Material to process:
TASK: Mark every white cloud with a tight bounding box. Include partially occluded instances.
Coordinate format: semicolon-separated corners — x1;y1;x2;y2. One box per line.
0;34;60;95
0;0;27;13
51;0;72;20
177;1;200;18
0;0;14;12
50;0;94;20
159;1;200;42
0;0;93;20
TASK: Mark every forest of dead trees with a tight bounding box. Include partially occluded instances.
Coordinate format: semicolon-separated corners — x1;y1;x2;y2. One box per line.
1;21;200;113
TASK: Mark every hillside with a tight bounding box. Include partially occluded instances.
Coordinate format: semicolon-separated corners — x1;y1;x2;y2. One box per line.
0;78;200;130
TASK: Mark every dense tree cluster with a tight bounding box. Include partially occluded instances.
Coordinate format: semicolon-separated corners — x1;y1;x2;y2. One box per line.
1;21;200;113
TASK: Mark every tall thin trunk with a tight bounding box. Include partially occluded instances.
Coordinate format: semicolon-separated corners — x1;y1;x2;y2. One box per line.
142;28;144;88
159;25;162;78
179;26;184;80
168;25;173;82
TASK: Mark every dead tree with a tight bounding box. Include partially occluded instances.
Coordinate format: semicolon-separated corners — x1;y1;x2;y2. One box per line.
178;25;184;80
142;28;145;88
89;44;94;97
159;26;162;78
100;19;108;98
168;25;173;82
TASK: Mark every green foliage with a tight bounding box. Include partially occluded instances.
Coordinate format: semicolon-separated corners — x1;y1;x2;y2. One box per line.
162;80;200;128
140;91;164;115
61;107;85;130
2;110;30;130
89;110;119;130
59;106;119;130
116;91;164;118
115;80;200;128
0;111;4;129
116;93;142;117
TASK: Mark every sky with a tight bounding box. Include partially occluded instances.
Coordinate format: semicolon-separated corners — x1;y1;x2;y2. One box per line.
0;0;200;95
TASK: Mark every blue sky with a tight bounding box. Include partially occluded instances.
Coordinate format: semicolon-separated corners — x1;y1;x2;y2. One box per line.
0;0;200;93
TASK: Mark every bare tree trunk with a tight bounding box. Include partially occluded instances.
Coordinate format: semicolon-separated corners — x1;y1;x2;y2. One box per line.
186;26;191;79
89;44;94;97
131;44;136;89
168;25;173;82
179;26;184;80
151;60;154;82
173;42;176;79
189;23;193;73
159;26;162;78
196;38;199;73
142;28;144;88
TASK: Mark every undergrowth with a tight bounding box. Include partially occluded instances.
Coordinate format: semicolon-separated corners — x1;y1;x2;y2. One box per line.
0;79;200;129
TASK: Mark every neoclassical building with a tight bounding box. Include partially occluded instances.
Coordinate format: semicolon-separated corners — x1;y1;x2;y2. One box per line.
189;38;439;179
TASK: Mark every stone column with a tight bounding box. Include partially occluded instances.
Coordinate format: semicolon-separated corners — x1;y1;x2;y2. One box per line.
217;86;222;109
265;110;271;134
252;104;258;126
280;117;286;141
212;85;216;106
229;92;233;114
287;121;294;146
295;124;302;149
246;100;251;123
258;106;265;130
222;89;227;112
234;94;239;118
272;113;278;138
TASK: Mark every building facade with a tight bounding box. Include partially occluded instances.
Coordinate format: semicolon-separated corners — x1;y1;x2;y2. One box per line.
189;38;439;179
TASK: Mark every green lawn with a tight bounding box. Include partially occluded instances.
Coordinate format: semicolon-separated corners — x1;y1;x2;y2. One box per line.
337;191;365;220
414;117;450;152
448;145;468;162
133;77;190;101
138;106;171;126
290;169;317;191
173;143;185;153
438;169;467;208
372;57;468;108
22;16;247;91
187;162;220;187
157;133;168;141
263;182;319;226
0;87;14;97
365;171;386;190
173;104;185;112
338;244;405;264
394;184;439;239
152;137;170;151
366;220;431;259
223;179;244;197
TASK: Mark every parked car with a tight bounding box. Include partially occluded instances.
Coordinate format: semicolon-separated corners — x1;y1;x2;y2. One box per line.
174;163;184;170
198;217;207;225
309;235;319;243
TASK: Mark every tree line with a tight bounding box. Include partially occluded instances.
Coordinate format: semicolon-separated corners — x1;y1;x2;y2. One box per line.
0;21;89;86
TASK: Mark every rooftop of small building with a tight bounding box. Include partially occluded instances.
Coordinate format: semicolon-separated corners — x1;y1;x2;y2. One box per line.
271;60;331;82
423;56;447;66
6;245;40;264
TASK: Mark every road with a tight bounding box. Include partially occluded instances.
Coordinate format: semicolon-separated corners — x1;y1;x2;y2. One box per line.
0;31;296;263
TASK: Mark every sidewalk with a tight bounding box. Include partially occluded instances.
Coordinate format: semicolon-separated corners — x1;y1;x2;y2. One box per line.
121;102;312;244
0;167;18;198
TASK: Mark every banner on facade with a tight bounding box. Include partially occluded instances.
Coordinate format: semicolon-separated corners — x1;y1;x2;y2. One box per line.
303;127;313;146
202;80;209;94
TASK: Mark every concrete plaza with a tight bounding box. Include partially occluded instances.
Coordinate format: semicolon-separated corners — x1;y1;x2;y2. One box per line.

About this exercise: From the line that has "TASK: Mark every tall" through the line that has "TASK: Mark every green foliage", copy every line exactly as it appears above, and leave out all others.

Task answer:
TASK: Mark every tall thin trunk with a tight bounding box. Include partially occluded instances.
Coordinate format: semicolon-separated corners — x1;y1;x2;y2. One box per line.
142;28;144;88
159;25;162;78
179;26;184;80
168;25;173;82
TASK: Mark every dead tree with a tight bounding box. Include partially occluded instances.
Coordinate format: semicolon-separated corners — x1;y1;x2;y2. One box per line.
178;25;184;80
142;28;145;88
89;44;94;97
159;26;162;78
100;19;108;98
168;25;173;82
TASK: Mark every green foliage with a tight bounding box. Include partially occluded instances.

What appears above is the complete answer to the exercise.